▶ EXERCISE INPUT
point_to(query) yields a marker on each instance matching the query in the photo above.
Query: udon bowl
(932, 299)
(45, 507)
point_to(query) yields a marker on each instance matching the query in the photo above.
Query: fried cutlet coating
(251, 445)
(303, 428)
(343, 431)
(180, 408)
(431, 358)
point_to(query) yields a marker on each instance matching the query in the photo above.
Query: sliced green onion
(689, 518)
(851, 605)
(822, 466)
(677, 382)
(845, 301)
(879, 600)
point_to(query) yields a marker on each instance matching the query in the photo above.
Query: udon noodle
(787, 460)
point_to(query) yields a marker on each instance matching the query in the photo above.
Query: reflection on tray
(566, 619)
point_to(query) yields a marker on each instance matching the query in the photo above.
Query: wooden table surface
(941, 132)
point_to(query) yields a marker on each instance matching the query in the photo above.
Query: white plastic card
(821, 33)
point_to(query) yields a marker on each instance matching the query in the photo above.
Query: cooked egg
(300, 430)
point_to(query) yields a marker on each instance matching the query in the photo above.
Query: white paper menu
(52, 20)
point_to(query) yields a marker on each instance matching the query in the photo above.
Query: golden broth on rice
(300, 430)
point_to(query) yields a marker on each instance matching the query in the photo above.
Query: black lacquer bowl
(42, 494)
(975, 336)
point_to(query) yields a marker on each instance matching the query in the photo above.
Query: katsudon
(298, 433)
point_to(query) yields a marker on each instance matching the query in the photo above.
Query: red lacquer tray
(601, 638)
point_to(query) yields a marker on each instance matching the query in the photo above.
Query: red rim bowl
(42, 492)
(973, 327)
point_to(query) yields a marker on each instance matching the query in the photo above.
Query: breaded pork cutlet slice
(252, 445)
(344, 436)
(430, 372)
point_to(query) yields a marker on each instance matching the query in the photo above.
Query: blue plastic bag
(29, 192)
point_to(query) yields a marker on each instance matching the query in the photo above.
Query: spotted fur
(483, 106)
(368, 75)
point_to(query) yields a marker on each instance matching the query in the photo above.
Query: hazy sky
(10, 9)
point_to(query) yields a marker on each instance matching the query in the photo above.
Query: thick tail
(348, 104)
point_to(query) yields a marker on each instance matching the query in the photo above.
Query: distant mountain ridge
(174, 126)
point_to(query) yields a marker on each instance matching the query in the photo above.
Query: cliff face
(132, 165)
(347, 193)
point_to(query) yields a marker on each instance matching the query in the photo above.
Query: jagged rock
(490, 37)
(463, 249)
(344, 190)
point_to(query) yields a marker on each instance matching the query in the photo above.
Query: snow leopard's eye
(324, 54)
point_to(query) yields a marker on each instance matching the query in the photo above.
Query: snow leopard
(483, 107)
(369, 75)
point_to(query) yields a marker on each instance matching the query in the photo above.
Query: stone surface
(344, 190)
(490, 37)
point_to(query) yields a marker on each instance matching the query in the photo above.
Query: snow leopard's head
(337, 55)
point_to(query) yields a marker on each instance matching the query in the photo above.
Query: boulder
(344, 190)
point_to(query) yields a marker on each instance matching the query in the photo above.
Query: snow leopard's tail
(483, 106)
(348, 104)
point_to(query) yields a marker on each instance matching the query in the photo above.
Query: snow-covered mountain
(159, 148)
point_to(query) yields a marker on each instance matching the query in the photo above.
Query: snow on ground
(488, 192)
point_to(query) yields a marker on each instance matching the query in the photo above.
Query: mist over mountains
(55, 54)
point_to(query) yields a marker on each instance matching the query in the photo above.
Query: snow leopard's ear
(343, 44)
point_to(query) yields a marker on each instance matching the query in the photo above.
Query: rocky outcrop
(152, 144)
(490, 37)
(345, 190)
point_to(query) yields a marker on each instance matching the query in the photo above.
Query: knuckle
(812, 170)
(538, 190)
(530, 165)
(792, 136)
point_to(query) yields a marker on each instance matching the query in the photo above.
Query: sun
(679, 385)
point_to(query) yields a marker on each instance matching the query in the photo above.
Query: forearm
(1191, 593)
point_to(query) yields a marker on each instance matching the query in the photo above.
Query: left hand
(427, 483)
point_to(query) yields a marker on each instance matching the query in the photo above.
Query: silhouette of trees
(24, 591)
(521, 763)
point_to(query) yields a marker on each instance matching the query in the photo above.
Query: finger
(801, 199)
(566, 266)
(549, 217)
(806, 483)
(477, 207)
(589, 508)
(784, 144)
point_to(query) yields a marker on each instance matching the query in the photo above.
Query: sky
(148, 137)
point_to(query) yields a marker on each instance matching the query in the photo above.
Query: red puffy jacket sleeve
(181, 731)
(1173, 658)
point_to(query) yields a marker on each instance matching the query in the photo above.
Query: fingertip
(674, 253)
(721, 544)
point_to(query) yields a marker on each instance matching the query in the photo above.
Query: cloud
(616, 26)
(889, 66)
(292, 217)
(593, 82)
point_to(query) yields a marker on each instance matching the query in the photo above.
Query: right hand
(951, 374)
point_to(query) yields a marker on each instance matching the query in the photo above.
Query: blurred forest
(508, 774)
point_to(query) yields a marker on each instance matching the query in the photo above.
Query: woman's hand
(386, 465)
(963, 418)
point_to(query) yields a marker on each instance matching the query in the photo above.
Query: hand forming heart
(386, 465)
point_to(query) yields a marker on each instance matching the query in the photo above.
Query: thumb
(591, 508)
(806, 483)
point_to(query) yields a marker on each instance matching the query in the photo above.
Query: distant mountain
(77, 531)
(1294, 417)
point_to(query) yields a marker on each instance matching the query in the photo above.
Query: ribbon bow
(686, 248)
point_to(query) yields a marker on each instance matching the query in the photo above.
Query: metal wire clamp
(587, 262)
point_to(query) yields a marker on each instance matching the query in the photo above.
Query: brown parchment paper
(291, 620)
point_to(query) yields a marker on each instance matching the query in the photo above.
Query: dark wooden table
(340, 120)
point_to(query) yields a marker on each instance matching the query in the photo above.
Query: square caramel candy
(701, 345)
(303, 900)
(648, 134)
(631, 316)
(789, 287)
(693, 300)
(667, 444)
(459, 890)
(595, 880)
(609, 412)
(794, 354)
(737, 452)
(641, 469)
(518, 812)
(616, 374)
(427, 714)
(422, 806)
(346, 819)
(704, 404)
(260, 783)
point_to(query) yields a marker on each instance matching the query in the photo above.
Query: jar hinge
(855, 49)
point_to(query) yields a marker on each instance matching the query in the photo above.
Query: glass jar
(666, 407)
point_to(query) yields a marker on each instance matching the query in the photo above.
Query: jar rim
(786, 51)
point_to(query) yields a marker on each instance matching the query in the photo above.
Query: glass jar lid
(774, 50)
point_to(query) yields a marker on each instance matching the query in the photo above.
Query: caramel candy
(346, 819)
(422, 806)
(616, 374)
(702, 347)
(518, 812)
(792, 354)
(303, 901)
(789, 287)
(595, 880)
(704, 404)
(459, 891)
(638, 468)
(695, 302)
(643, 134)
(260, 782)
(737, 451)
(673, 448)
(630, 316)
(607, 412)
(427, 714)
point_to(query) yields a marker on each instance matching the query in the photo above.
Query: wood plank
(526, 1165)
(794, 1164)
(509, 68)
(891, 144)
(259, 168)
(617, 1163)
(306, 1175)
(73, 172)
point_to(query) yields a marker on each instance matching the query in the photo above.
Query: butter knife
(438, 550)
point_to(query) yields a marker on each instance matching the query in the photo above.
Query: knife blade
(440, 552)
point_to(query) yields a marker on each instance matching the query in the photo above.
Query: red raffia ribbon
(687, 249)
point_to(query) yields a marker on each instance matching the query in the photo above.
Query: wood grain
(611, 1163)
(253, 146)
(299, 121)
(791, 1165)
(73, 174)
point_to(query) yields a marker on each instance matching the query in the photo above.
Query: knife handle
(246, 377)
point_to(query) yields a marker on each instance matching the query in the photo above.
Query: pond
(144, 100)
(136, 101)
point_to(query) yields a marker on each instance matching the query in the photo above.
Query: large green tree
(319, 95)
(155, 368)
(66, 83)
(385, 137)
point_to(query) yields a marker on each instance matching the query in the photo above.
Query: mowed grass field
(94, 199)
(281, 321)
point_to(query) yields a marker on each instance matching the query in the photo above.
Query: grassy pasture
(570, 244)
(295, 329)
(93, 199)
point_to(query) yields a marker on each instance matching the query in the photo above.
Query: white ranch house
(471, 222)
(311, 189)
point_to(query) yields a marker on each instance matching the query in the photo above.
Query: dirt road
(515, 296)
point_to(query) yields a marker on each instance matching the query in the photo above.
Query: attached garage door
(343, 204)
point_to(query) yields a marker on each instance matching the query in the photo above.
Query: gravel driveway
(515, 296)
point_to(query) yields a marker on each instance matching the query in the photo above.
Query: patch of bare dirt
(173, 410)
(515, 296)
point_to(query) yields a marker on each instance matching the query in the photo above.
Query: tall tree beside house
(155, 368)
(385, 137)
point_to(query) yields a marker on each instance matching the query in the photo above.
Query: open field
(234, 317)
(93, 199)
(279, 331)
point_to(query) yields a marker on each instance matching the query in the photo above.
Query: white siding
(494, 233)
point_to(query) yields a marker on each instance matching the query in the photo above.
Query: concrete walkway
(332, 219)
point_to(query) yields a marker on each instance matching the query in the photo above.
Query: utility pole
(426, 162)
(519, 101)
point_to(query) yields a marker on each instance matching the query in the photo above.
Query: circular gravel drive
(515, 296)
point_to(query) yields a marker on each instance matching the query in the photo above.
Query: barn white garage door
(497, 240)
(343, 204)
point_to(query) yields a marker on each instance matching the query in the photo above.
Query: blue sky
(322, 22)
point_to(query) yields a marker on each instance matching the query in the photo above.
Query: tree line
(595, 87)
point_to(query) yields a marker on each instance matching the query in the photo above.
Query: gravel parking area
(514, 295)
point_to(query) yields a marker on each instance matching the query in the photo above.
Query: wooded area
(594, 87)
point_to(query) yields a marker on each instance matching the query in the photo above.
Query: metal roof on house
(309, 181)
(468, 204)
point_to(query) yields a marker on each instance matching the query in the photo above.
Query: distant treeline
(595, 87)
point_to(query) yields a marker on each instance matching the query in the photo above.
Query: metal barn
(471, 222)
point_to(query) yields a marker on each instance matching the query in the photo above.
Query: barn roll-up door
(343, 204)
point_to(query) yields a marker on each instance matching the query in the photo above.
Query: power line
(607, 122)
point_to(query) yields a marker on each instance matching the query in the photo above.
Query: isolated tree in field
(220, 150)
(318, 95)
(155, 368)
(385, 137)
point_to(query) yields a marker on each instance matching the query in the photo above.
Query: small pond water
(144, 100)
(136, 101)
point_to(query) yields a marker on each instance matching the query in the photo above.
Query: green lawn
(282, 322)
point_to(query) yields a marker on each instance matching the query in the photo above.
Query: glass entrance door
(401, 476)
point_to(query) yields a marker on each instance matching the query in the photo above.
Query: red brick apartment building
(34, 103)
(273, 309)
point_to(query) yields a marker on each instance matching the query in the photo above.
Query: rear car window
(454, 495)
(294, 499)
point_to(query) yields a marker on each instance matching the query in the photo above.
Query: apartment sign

▶ EXERCISE TASK
Give only the number of lines in the data above that contain the word "caramel".

▶ COMPLETED EXERCISE
2